** EXCERPT PROVIDED **

################

The Hollow Men

:::this is the way the world ends:::

Perhaps a Last Go Around with Potter

I managed to see the final installment of the Harry Potter films last night, and figured that nothing has lit up the blog in the past quite like debating Potter, the books, the films, the cultural relevance of the series. So, why not employ the Resurrection Stone and bring this conversation back.

I’ll let this general subject stand, and comment below with hope to hear some of you chime in, if you’ve seen the new move or not.

15 Comments

  1. First, to start with the latest film, The Deathly Hallows, Part Two–I think overall it was good, maybe my third favorite of the films, after Prisoner of Azkaban and Goblet of Fire. Certainly the new one is the most action-packed and violent, and of course there’s the satisfaction of seeing it through to the end. I have to say, I even left the theater with a sense of relief that it was over–that is part praise, and part criticism, I suppose.

################

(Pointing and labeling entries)
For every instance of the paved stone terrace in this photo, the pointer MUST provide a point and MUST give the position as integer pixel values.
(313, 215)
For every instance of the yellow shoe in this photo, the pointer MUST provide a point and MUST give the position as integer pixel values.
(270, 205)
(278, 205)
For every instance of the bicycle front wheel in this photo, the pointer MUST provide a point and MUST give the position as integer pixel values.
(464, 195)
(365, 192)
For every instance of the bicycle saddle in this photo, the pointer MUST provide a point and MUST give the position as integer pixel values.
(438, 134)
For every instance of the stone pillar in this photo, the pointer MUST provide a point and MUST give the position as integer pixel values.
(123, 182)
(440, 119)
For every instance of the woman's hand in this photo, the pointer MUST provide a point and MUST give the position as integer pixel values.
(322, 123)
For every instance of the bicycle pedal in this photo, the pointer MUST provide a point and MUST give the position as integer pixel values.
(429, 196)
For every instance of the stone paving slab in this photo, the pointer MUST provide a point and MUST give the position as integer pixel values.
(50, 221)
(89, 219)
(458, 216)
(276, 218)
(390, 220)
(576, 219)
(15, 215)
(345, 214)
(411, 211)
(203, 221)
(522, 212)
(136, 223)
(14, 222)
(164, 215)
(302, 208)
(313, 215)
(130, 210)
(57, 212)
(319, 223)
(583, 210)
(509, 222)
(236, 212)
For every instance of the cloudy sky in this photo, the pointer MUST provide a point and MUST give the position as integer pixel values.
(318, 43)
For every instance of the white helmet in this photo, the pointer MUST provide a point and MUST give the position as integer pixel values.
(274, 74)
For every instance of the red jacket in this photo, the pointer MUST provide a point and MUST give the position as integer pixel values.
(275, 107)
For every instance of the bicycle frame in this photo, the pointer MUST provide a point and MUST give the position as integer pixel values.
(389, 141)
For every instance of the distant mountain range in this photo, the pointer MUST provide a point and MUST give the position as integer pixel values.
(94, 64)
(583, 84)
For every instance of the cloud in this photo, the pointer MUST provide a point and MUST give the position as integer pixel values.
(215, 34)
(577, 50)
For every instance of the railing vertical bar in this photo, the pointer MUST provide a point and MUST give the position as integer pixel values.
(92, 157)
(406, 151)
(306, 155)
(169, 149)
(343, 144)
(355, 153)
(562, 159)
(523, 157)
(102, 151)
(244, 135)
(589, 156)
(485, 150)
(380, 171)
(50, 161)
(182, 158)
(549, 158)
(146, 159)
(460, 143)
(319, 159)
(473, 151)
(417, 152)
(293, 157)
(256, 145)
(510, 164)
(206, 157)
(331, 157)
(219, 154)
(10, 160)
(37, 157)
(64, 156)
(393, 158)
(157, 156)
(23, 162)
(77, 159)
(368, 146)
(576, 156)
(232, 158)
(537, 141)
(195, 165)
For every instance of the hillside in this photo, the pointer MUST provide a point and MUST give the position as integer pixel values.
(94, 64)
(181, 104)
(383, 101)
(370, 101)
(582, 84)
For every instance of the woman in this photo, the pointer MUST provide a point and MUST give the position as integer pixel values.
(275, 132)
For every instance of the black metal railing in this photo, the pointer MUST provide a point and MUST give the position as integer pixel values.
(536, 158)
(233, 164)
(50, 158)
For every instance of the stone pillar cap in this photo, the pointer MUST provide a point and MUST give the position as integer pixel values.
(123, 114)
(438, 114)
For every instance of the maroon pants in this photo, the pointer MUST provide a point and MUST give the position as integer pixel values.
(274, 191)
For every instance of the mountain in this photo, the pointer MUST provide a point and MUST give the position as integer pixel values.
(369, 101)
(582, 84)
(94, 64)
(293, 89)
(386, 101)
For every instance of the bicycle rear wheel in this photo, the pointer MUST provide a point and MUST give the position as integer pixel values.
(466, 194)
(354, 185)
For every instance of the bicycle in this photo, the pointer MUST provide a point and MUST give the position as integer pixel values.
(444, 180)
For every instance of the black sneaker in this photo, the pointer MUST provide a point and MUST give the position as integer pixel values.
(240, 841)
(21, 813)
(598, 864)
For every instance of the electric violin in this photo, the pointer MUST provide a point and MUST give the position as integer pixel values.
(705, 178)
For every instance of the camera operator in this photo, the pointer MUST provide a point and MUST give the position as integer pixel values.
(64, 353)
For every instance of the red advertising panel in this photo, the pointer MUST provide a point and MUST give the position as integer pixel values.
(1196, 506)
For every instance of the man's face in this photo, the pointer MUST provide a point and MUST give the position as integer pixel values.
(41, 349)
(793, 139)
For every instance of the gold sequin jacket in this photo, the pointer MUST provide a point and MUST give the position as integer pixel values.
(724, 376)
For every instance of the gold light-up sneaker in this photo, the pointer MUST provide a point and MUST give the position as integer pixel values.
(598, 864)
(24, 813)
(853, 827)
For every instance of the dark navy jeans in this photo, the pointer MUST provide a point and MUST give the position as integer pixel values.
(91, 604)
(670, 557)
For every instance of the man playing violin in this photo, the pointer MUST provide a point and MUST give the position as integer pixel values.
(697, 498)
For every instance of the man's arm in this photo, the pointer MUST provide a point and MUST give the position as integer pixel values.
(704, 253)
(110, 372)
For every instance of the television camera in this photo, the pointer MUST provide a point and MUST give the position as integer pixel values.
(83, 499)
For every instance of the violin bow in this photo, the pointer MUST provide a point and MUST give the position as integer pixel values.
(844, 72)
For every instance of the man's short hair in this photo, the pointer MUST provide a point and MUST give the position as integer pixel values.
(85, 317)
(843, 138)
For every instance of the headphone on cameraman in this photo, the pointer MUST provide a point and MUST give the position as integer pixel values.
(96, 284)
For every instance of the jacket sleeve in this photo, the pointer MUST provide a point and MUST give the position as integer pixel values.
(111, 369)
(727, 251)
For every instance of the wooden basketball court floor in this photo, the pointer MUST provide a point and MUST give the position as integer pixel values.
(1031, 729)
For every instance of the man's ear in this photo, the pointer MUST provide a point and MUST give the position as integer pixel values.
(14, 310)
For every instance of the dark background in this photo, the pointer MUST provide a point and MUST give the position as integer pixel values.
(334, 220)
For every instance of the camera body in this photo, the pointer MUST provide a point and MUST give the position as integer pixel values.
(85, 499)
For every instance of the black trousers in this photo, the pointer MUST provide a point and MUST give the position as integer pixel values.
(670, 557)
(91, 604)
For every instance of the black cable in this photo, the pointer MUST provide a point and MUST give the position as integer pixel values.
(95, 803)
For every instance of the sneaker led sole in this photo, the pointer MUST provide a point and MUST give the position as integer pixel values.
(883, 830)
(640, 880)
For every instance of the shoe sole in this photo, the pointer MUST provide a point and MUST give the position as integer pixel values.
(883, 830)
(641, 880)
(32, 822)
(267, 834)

################

** TASK 1 **
Summarize the Harry Potter blog post in two sentences.
** TASK 2 **
Write the next part of the Harry Potter blog post, picking up right after its final sentence.

** EXPECTED ANSWER 1 **
After seeing the final Harry Potter film, the writer recalls how debates over Potter once lit up the blog and invites readers to comment, whether or not they have seen the new movie. The first comment calls The Deathly Hallows, Part Two good overall, perhaps a third favorite after Prisoner of Azkaban and Goblet of Fire, and the most action-packed and violent of the films, and it describes leaving the theater relieved that it was over, which it counts as part praise and part criticism.

** EXPECTED ANSWER 2 **
    There’s no question in my mind that the very best thing about the new film is Ralph Fiennes as Voldemort. Thankfully, he is at last mostly in the film, where in the past he has been too absent. I’m amazed at how good Fiennes is, given that the books don’t detail a lot about Voldemort’s appearance or voice, and so I credit Fiennes (OK, and an amazing make-up and costume crew) for basically inventing the character–which is far scarier, to me, than Rowling’s version in the books.

    The second best thing is Snape, and his story line, and how the film dealt with the revelation of Snape’s good intentions, his love for Harry’s mother, etc. Again, I think this was perhaps better in the film than in the book–only because they did add in the film the idea that Snape was the one who first came upon Harry’s parents’ dead bodies and Harry himself, and we see Snape’s reaction to Lily’s death. I don’t believe that was in Rowling’s story, but correct me if I am wrong. In any case, Snape’s death and his final scenes from the Pensieve were well done.

    Otherwise, there was a lot of jumble of action and convolution around the Elder Wand and who disarmed who when, blah blah blah, which seemed beside much of the point–or at least revealed how a technicality is what ultimately brings down the most powerful evil wizard in wizarding history.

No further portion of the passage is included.